___ TESTO FORNITO ___

In occasione del centenario della nascita del grande scultore spagnolo, la mostra personale “Eduardo Chillida” (1924 – 2002) ospitata dall’Instituto Cervantes di Roma nella sede della Sala Dalí dal 23 ottobre 2024 all’11 gennaio 2025, organizzata dall’Instituto Cervantes di Roma e promossa dal Museo Chillida Leku con la collaborazione della Galleria Nazionale d’Arte Moderna e Contemporanea di Roma, a cura di Javier Molins, propone, per la prima volta nella capitale dopo trentadue anni, quarantuno opere dell’artista tra disegni, sculture e “gravitazioni” datate dal 1948 al 1997. Un’occasione veramente unica per ripercorrere l’evoluzione dell’opera dello scultore basco dalla figurazione all’astrazione.
“Questa
mostra rappresenta anche un'opportunità irripetibile per vedere l'opera di
questo maestro del XX secolo in dialogo con quella di un maestro del Barocco,
Gian Lorenzo Bernini, poiché la posizione privilegiata della sala dell’Instituto
Cervantes a Piazza Navona consentirà di ammirare le due opere in un gioco di
rimandi. Non dobbiamo dimenticare che l’arte è sempre un dialogo con il
passato”. (J. Molins).
Eccezionalmente esposte le quattro opere che valsero all’artista il Premio per la scultura alla Biennale di Venezia del 1958, tra le quali Gesto, proveniente dalla collezione della Galleria Nazionale d'Arte Moderna e Contemporanea di Roma. L’esposizione sarà inaugurata mercoledì 23 ottobre 2024 alle ore 18.00.
“Sono
uno di quelli che ritengono, per me è molto importante, che noi esseri umani
apparteniamo sempre a qualche luogo. L’ideale è essere ed avere le radici in un
luogo ma, contemporaneamente, penso che le nostre braccia devono stringere il
mondo intero e che qualsiasi cultura è perfetta per colui che riesce ad
adattarcisi. Io nel mio paese basco mi sento al mio posto, come un albero adatto
al suo territorio. Un albero sul suo terreno ma con le braccia rivolte al mondo
intero. Tento di realizzare l’opera di un uomo, la mia. Poiché sono io,
quest’opera avrà sfumature particolari, una luce nera, che però è anche la
nostra. Sono come un albero, con le radici in un solo paese e i rami che si
aprono sul mondo.” (E. Chillida).

___ DATI FORNITI ___

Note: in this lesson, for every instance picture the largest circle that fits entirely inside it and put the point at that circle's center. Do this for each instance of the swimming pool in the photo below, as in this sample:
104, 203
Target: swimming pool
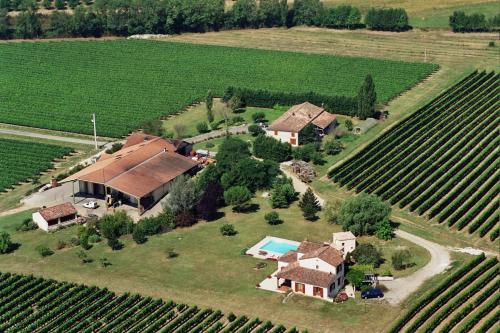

___

CONSEGNA: Si elenchino tutte le persone menzionate per nome nel testo sulla mostra dedicata a Eduardo Chillida. Per lo svolgimento ci si basi unicamente sul testo fornito.

RISPOSTA SVOLTA: Eduardo Chillida, Javier Molins, Gian Lorenzo Bernini